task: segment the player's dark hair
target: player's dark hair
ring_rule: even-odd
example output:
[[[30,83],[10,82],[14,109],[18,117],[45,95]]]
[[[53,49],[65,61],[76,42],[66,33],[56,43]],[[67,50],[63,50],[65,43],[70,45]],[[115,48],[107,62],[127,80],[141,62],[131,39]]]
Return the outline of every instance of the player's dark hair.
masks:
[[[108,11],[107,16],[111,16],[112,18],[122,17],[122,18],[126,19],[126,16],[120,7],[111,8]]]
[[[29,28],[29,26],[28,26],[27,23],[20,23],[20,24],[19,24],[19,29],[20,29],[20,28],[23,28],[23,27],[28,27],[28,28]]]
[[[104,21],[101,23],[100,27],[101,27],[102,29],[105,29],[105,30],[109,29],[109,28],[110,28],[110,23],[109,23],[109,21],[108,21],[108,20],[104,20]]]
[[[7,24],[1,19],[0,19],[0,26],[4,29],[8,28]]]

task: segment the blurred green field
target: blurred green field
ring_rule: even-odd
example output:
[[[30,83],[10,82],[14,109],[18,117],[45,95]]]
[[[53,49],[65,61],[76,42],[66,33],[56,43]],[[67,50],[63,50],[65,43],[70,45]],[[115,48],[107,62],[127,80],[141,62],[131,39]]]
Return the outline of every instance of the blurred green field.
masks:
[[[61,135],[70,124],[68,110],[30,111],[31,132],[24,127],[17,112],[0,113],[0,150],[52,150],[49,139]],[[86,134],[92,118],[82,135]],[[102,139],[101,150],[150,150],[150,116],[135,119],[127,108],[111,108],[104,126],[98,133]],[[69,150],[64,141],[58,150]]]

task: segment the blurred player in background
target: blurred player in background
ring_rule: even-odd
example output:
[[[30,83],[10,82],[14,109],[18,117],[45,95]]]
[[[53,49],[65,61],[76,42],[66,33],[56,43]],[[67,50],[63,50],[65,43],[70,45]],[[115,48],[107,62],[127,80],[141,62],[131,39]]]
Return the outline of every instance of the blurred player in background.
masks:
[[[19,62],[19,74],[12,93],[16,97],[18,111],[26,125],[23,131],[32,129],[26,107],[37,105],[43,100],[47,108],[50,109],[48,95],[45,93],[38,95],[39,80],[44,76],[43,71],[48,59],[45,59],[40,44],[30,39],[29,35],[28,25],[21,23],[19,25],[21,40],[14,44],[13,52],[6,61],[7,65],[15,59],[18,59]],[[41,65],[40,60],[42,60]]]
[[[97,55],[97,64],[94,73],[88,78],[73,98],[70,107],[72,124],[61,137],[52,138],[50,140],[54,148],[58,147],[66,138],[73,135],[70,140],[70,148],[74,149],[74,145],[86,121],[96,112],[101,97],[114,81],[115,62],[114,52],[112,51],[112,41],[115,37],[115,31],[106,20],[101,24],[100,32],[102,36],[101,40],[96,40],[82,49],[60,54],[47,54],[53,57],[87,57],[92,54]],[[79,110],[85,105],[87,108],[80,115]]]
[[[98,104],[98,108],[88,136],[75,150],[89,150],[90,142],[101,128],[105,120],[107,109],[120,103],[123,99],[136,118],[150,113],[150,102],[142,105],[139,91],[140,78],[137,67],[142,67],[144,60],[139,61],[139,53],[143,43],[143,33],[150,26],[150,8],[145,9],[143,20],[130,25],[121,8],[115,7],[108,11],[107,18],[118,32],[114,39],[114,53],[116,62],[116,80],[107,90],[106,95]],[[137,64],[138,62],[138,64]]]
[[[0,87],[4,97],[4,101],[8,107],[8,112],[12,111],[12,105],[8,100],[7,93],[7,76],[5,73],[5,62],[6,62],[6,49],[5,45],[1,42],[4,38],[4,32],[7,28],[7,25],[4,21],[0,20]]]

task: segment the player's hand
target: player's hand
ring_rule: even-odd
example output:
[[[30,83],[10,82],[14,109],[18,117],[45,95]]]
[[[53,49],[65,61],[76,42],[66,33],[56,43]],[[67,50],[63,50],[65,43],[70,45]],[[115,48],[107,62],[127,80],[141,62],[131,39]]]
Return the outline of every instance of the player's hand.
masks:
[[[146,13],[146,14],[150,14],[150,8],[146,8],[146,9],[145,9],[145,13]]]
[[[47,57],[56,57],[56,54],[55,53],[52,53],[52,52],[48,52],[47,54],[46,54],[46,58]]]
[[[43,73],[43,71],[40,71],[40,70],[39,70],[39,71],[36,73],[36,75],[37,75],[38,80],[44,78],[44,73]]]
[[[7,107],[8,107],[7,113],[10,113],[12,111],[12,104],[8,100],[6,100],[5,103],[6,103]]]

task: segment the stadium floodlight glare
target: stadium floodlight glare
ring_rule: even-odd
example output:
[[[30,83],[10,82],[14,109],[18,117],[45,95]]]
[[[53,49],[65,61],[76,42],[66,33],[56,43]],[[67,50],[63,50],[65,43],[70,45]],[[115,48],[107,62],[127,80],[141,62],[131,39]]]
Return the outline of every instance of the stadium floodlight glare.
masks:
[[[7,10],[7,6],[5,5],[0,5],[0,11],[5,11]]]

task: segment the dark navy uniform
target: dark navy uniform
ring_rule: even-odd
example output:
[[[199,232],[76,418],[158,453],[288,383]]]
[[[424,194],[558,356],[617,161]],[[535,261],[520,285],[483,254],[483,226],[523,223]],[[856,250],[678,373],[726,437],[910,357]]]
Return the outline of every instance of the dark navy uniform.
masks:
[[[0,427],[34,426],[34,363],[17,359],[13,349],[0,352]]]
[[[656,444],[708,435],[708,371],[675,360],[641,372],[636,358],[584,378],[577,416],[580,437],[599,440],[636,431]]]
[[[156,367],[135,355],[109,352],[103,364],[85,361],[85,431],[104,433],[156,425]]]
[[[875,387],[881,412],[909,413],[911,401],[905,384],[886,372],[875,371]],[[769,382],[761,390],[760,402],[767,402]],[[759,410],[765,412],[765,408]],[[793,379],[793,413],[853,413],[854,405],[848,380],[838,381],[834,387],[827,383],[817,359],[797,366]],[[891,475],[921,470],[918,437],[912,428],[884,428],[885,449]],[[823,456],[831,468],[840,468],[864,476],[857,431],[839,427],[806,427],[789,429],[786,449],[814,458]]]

---------------

Change every "ring_rule" in the listing above to "fill_rule", and reproduce the rest of the listing with no other edits.

◆ **Exercise result**
task: segment the player's dark hair
target: player's dark hair
fill_rule: even-odd
example output:
[[[30,83],[10,82],[14,109],[18,117],[45,95]]]
[[[53,49],[65,61],[76,42],[66,33],[56,43]],[[67,50],[63,50],[65,43],[70,45]],[[115,48],[107,62],[127,80],[141,62],[131,39]]]
Return the outline of every instance of the player's dark hair.
masks:
[[[108,11],[107,16],[111,16],[112,18],[122,17],[122,18],[126,19],[126,16],[120,7],[111,8]]]
[[[29,28],[29,26],[28,26],[27,23],[20,23],[20,24],[19,24],[19,29],[20,29],[20,28],[23,28],[23,27],[28,27],[28,28]]]
[[[104,21],[101,23],[100,27],[101,27],[102,29],[105,29],[105,30],[109,29],[109,28],[110,28],[110,23],[109,23],[109,21],[108,21],[108,20],[104,20]]]
[[[7,24],[1,19],[0,19],[0,26],[4,29],[8,28]]]

task: segment the blurred green field
target: blurred green field
fill_rule: even-odd
example output:
[[[30,83],[10,82],[14,109],[18,117],[45,95]]]
[[[53,49],[65,61],[76,42],[66,33],[56,43]],[[67,50],[63,50],[65,43],[70,45]],[[115,48],[107,62],[127,80],[141,62],[131,39]]]
Return the outline of every instance of the blurred green field.
masks:
[[[61,135],[70,124],[68,110],[30,111],[31,132],[24,127],[17,112],[0,113],[0,150],[52,150],[49,139]],[[86,134],[92,118],[82,135]],[[102,139],[101,150],[150,150],[150,116],[135,119],[127,108],[111,108],[104,126],[98,133]],[[69,150],[64,141],[58,150]]]

task: segment the blurred player in background
target: blurred player in background
fill_rule: even-odd
example output:
[[[30,83],[10,82],[14,109],[18,117],[45,95]]]
[[[53,49],[65,61],[76,42],[66,33],[56,43]],[[67,50],[63,50],[65,43],[70,45]],[[115,48],[107,62],[127,80],[141,62],[131,39]]]
Return the outline of every instance of the blurred player in background.
masks:
[[[19,62],[19,74],[12,93],[16,97],[18,111],[26,125],[23,131],[32,129],[26,107],[37,105],[43,100],[47,108],[50,109],[48,95],[45,93],[38,95],[39,80],[44,76],[43,71],[48,59],[45,59],[40,44],[30,39],[29,35],[28,25],[21,23],[19,25],[21,40],[14,44],[13,52],[6,61],[7,65],[15,59],[18,59]],[[41,65],[40,60],[42,60]]]
[[[97,55],[97,64],[94,73],[88,78],[73,98],[70,107],[72,124],[61,137],[52,138],[50,140],[54,148],[58,147],[66,138],[73,135],[70,140],[70,148],[74,149],[74,145],[86,121],[96,112],[101,97],[114,81],[115,62],[114,52],[112,51],[112,41],[115,37],[115,31],[106,20],[101,24],[100,32],[102,36],[101,40],[96,40],[82,49],[60,54],[47,54],[53,57],[87,57],[92,54]],[[79,110],[85,105],[87,108],[80,115]]]
[[[98,104],[98,108],[88,136],[75,150],[89,150],[90,142],[101,128],[105,120],[107,109],[120,103],[123,99],[136,118],[150,113],[150,102],[142,105],[139,91],[140,78],[137,67],[142,67],[144,60],[139,61],[139,53],[143,43],[143,33],[150,26],[150,8],[145,9],[143,20],[130,25],[121,8],[115,7],[108,11],[107,18],[118,32],[114,39],[114,53],[116,62],[116,80],[107,90],[106,95]],[[137,64],[138,62],[138,64]]]
[[[0,87],[4,97],[4,101],[8,107],[8,112],[12,111],[12,105],[8,100],[7,93],[7,76],[5,73],[5,62],[6,62],[6,49],[5,45],[1,42],[4,38],[4,32],[7,28],[7,25],[4,21],[0,20]]]

task: segment the player's hand
target: player's hand
fill_rule: even-odd
example output:
[[[30,83],[10,82],[14,109],[18,117],[45,95]]]
[[[53,49],[65,61],[76,42],[66,33],[56,43]],[[67,50],[63,50],[65,43],[70,45]],[[115,48],[107,62],[127,80],[141,62],[131,39]]]
Return the outline of every instance of the player's hand.
masks:
[[[146,13],[146,14],[150,14],[150,8],[146,8],[146,9],[145,9],[145,13]]]
[[[47,57],[56,57],[56,54],[55,53],[52,53],[52,52],[48,52],[47,54],[46,54],[46,58]]]
[[[43,73],[43,71],[40,71],[40,70],[39,70],[39,71],[36,73],[36,75],[37,75],[38,80],[44,78],[44,73]]]
[[[7,107],[8,107],[7,113],[10,113],[12,111],[12,104],[8,100],[6,100],[5,103],[6,103]]]

task: segment the stadium floodlight glare
target: stadium floodlight glare
fill_rule: even-odd
example output:
[[[30,83],[10,82],[14,109],[18,117],[45,95]]]
[[[53,49],[65,61],[76,42],[66,33],[56,43]],[[67,50],[63,50],[65,43],[70,45]],[[115,48],[107,62],[127,80],[141,62],[131,39]]]
Return the outline of every instance of the stadium floodlight glare.
masks:
[[[7,10],[7,6],[5,5],[0,5],[0,11],[5,11]]]

task: segment the dark navy uniform
target: dark navy uniform
fill_rule: even-odd
example output:
[[[199,232],[76,418],[158,453],[288,383]]]
[[[424,194],[558,356],[617,161]],[[535,261],[520,285],[483,254],[483,226],[523,223]],[[856,250],[678,373],[726,437],[910,357]]]
Return the outline of every instance of the dark navy uniform.
masks:
[[[0,427],[34,426],[34,363],[17,359],[13,349],[0,352]]]
[[[656,444],[708,435],[708,371],[675,360],[641,372],[636,358],[584,378],[577,416],[580,437],[599,440],[636,431]]]
[[[156,367],[135,355],[109,352],[103,364],[85,361],[85,431],[104,433],[156,425]]]
[[[875,387],[881,412],[909,413],[911,401],[905,384],[886,372],[875,371]],[[769,382],[761,390],[760,402],[767,402]],[[759,410],[765,412],[765,408]],[[793,379],[793,413],[853,413],[854,405],[848,380],[838,381],[834,387],[827,383],[817,359],[797,366]],[[891,475],[921,470],[918,437],[912,428],[884,428],[885,449]],[[823,456],[831,468],[840,468],[864,476],[857,431],[839,427],[806,427],[789,429],[786,449],[814,458]]]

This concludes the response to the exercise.